[Source data]

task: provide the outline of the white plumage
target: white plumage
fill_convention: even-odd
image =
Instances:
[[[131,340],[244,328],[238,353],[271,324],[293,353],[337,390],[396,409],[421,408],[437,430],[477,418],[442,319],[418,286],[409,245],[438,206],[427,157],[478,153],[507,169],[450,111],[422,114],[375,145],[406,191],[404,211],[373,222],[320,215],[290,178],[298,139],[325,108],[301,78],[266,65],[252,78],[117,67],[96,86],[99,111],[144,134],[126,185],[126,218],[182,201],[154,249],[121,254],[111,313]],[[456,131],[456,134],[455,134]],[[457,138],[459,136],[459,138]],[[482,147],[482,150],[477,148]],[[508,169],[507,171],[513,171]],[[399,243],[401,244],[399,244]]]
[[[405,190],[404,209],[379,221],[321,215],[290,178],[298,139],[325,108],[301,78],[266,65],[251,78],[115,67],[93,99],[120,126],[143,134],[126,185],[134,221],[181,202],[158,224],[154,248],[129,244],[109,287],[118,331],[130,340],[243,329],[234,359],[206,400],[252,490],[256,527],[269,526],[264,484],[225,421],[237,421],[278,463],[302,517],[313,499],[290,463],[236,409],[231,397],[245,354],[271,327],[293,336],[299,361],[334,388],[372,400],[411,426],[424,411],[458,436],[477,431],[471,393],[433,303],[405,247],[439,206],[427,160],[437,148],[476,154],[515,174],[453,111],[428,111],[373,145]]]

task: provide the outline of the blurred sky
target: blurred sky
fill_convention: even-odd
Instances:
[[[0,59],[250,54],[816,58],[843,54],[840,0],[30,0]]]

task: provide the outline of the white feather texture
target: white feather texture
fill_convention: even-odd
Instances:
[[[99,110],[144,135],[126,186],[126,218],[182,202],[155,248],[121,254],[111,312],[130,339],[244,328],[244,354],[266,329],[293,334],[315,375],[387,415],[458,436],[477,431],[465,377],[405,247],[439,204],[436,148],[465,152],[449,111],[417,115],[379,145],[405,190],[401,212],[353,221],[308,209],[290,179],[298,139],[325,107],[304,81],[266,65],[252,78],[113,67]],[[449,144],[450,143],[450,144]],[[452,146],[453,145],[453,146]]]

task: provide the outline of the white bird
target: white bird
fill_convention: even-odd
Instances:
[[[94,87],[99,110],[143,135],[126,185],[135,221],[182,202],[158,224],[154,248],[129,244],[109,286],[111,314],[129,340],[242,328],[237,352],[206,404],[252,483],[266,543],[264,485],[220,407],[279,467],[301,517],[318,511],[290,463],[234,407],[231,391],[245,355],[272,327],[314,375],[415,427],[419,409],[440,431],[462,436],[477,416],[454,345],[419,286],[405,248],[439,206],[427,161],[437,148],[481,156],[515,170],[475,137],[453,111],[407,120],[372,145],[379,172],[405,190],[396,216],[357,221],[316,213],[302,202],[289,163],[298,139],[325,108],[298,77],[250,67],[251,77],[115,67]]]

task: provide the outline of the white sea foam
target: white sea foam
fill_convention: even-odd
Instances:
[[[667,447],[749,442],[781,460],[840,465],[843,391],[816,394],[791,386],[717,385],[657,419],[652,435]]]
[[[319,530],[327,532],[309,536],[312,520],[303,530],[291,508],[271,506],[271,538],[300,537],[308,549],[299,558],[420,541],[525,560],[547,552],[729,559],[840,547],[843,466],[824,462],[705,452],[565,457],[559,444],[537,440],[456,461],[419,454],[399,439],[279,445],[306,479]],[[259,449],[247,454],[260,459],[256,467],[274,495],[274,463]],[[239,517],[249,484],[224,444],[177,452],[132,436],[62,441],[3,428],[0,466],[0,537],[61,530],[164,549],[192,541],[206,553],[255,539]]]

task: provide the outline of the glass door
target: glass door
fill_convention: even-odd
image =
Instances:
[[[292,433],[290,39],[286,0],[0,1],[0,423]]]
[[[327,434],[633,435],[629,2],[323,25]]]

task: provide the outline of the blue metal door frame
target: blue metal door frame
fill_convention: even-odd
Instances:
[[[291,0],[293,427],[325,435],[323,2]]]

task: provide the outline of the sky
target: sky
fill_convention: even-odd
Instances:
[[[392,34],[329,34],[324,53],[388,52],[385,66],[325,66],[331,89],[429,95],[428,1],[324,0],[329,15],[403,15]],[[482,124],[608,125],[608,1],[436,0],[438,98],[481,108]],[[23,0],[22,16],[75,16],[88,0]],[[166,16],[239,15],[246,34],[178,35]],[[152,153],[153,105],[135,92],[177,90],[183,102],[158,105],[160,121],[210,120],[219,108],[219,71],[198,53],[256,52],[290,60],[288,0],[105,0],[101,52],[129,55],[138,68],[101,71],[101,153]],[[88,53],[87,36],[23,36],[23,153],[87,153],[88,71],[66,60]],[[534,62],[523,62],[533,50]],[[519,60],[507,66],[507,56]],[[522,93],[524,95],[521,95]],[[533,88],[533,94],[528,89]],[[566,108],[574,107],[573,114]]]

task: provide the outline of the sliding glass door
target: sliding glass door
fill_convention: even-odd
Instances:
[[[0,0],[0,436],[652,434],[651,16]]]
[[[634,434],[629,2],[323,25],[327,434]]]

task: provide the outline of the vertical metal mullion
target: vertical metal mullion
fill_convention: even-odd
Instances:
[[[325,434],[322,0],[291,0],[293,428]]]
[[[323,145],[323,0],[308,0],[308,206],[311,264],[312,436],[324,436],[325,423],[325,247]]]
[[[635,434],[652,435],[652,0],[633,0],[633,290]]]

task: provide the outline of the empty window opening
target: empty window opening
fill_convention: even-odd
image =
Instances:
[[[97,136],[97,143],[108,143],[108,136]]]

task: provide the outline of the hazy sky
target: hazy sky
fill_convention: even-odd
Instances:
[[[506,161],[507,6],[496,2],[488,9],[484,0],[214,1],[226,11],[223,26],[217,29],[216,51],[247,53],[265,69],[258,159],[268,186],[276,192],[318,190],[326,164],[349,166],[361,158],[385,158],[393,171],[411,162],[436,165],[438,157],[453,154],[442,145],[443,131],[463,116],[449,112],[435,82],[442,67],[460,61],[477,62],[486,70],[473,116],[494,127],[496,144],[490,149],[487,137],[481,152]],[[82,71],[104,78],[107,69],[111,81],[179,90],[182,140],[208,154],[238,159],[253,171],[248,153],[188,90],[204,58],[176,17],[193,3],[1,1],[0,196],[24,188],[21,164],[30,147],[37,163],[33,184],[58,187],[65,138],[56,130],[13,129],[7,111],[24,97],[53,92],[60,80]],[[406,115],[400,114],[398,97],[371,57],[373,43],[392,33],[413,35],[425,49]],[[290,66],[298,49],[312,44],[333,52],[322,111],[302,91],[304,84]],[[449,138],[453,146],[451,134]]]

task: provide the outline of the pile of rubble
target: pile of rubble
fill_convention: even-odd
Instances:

TASK DIRECTIONS – Reproduce all of the source data above verbatim, line for line.

ANSWER TO THE PROBLEM –
task: provide the outline of the white plumage
target: white plumage
fill_convention: even-odd
image =
Instances:
[[[131,340],[244,328],[238,353],[271,324],[293,353],[337,390],[396,409],[421,408],[437,430],[477,418],[442,319],[418,286],[409,245],[438,206],[427,157],[478,153],[507,169],[450,111],[422,114],[375,145],[406,191],[404,211],[373,222],[320,215],[290,178],[298,139],[325,108],[301,78],[266,65],[252,78],[117,67],[96,86],[99,111],[144,134],[126,185],[126,218],[182,201],[154,249],[121,254],[111,313]],[[456,131],[456,134],[455,134]],[[457,138],[459,136],[459,138]],[[482,147],[482,150],[477,148]],[[508,169],[507,171],[513,171]],[[399,243],[401,244],[399,244]]]
[[[405,190],[404,209],[379,221],[321,215],[290,178],[298,139],[325,108],[301,78],[266,65],[251,78],[115,67],[93,99],[120,126],[143,134],[126,185],[134,221],[181,202],[158,224],[154,248],[129,244],[109,287],[118,331],[130,340],[243,329],[234,359],[206,400],[252,490],[256,527],[269,526],[264,484],[225,421],[237,421],[278,463],[302,517],[313,499],[290,463],[236,409],[231,397],[245,354],[271,327],[293,336],[299,361],[334,388],[372,400],[411,426],[424,411],[458,436],[477,431],[471,393],[433,303],[405,247],[439,206],[427,160],[437,148],[476,154],[515,174],[453,111],[428,111],[373,145]]]

task: provide the outline of the blurred sky
target: blurred sky
fill_convention: even-odd
Instances:
[[[0,59],[250,54],[816,58],[843,54],[840,0],[30,0]]]

task: provide the outline of the white feather texture
target: white feather texture
fill_convention: even-odd
Instances:
[[[99,110],[144,135],[126,186],[126,218],[182,202],[155,248],[121,254],[111,312],[130,339],[244,328],[244,354],[266,329],[293,334],[315,375],[387,415],[458,436],[477,431],[465,377],[405,247],[439,204],[436,148],[465,152],[449,111],[417,115],[379,145],[405,190],[401,212],[353,221],[308,209],[290,179],[298,139],[325,107],[304,81],[266,65],[252,78],[113,67]],[[449,144],[450,143],[450,144]],[[452,146],[453,145],[453,146]]]

task: provide the outline of the white bird
target: white bird
fill_convention: even-odd
Instances:
[[[94,87],[99,110],[143,135],[126,185],[135,221],[182,202],[158,224],[154,248],[129,244],[109,286],[111,314],[129,340],[242,328],[237,352],[206,404],[252,483],[266,543],[264,485],[220,407],[279,467],[301,517],[318,511],[290,463],[234,407],[231,391],[245,355],[272,327],[314,375],[415,427],[419,409],[440,431],[462,436],[477,416],[454,345],[419,286],[405,248],[439,206],[427,161],[437,148],[481,156],[515,170],[475,137],[453,111],[407,120],[372,145],[379,172],[405,190],[396,216],[357,221],[316,213],[302,202],[289,163],[298,139],[325,108],[298,77],[250,67],[251,77],[115,67]]]

task: provide the outline of the white sea foam
target: white sea foam
fill_convention: even-odd
Instances:
[[[667,447],[749,442],[781,460],[840,465],[843,391],[816,394],[791,386],[717,385],[657,419],[652,435]]]
[[[319,530],[327,532],[309,536],[312,520],[303,530],[291,508],[271,506],[271,538],[300,537],[308,549],[299,558],[420,541],[525,560],[547,552],[729,559],[840,547],[843,466],[824,462],[705,452],[565,457],[559,444],[537,440],[456,461],[419,454],[399,439],[279,445],[306,479]],[[259,449],[247,454],[260,459],[256,467],[274,495],[274,463]],[[239,517],[249,484],[224,444],[177,452],[132,436],[62,441],[3,428],[0,466],[0,537],[61,530],[164,549],[192,541],[206,553],[255,539]]]

task: provide the outline of the glass door
target: glass door
fill_convention: even-odd
image =
Instances:
[[[292,433],[290,39],[286,0],[0,1],[0,423]]]
[[[327,434],[633,435],[629,2],[323,25]]]

task: provide the outline of the blue metal door frame
target: blue metal door frame
fill_convention: even-odd
Instances:
[[[291,0],[293,427],[325,435],[323,2]]]

task: provide the outline of the sky
target: sky
fill_convention: even-odd
Instances:
[[[392,34],[329,34],[324,53],[388,52],[385,66],[325,66],[331,89],[429,95],[428,1],[324,0],[329,15],[403,15]],[[482,124],[608,125],[608,1],[436,0],[438,98],[481,108]],[[23,0],[22,16],[75,16],[88,0]],[[166,16],[239,15],[246,34],[178,35]],[[152,153],[153,105],[135,92],[177,90],[183,102],[158,105],[160,121],[210,120],[219,108],[219,71],[198,53],[256,52],[290,60],[288,0],[105,0],[101,52],[129,55],[138,68],[101,71],[101,153]],[[88,53],[87,36],[23,36],[23,153],[87,153],[88,71],[66,60]],[[534,62],[523,62],[533,50]],[[519,60],[507,66],[507,56]],[[522,93],[524,95],[521,95]],[[533,88],[533,94],[528,89]],[[566,108],[574,107],[573,114]]]

task: provide the outline of the sliding glass door
target: sliding glass door
fill_convention: even-odd
Instances:
[[[0,0],[0,436],[652,434],[651,16]]]
[[[634,434],[629,2],[323,25],[327,434]]]

task: provide the outline of the vertical metal mullion
target: vertical metal mullion
fill_convention: even-odd
Instances:
[[[325,434],[322,0],[291,0],[293,428]]]
[[[323,145],[323,0],[308,0],[308,206],[311,264],[312,436],[324,436],[325,423],[325,247]]]
[[[635,434],[652,435],[652,0],[633,0],[633,290]]]

task: provide the outline of the empty window opening
target: empty window opening
fill_convention: even-odd
image =
Instances:
[[[97,136],[97,143],[108,143],[108,136]]]

task: provide the outline of the hazy sky
target: hazy sky
fill_convention: even-odd
Instances:
[[[506,161],[507,6],[496,2],[488,9],[484,0],[214,1],[226,11],[223,26],[217,29],[216,51],[247,53],[265,69],[258,159],[268,186],[276,192],[318,190],[326,164],[349,166],[361,158],[385,158],[393,171],[411,162],[436,165],[438,157],[453,154],[442,145],[443,131],[463,116],[449,112],[435,82],[442,67],[460,61],[477,62],[486,70],[473,116],[494,127],[496,144],[490,149],[487,137],[481,152]],[[82,71],[104,78],[107,69],[111,81],[179,90],[182,140],[208,154],[238,159],[253,171],[248,153],[188,90],[204,58],[176,17],[193,3],[1,1],[0,196],[24,188],[21,164],[30,147],[37,163],[33,184],[58,187],[65,138],[56,130],[13,129],[7,111],[24,97],[53,92],[60,80]],[[406,115],[400,114],[398,97],[371,57],[373,43],[392,33],[413,35],[425,49]],[[290,66],[298,49],[312,44],[333,52],[322,111],[302,91],[304,84]],[[449,138],[453,146],[451,134]]]

task: provide the outline of the pile of rubble
target: pile of rubble
fill_convention: even-odd
Instances:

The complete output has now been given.